- WHAT THE TASK ASKS -
Reproduce exactly the final portion of the data: every line from the one containing "If you could indicate the white" through the last line, inclusive.

::::::

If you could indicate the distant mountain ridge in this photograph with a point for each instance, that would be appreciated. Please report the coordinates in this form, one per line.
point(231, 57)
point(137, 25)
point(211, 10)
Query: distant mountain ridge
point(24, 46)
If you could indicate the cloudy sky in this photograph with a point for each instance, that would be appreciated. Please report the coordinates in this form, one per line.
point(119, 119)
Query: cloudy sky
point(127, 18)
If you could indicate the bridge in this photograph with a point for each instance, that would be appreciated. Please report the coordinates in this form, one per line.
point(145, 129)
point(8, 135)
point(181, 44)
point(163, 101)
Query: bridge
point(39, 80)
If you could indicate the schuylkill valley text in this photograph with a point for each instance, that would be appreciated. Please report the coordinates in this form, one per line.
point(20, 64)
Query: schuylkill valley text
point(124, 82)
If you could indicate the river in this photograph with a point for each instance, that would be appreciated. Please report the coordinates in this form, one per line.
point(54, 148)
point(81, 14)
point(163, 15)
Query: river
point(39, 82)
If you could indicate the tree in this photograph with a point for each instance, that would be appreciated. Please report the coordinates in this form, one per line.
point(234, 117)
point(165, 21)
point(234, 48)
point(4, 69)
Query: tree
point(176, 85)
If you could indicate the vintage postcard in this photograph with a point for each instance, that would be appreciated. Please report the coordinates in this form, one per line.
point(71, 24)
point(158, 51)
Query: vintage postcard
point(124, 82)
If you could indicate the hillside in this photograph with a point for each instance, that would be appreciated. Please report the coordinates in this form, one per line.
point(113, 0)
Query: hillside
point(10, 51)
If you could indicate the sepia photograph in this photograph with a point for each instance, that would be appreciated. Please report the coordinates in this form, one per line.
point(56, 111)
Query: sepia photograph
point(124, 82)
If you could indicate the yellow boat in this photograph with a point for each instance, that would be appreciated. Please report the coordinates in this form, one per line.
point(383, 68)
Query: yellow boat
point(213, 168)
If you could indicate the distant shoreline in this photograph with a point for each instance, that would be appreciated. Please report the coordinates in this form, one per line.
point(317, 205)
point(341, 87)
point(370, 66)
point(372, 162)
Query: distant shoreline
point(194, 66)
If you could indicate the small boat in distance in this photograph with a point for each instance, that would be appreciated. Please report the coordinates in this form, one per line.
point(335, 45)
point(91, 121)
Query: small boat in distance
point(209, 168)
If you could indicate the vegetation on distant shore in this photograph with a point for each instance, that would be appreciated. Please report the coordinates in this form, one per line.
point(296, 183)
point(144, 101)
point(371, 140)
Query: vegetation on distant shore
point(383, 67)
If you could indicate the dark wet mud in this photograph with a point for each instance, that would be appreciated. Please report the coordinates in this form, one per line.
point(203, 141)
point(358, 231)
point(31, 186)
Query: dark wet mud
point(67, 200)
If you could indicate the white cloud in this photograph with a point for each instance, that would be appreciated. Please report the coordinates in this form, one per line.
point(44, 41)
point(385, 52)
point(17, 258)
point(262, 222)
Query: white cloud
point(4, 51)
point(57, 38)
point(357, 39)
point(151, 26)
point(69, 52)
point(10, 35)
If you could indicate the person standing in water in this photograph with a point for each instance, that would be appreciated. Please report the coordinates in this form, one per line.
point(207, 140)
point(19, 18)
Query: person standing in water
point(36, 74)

::::::

- SOLUTION -
If you could indicate the white cloud in this photograph with a point for each instance, that would be appreciated. Please report the coordinates in this form, one per line.
point(44, 41)
point(385, 52)
point(17, 258)
point(262, 222)
Query: white cloud
point(4, 51)
point(57, 38)
point(357, 39)
point(151, 26)
point(69, 52)
point(10, 35)
If you could indicate the person standing in water in this photograph with a point for each instance, that would be appreciated. Please report the coordinates in this form, one per line.
point(207, 140)
point(19, 18)
Query: person standing in water
point(36, 74)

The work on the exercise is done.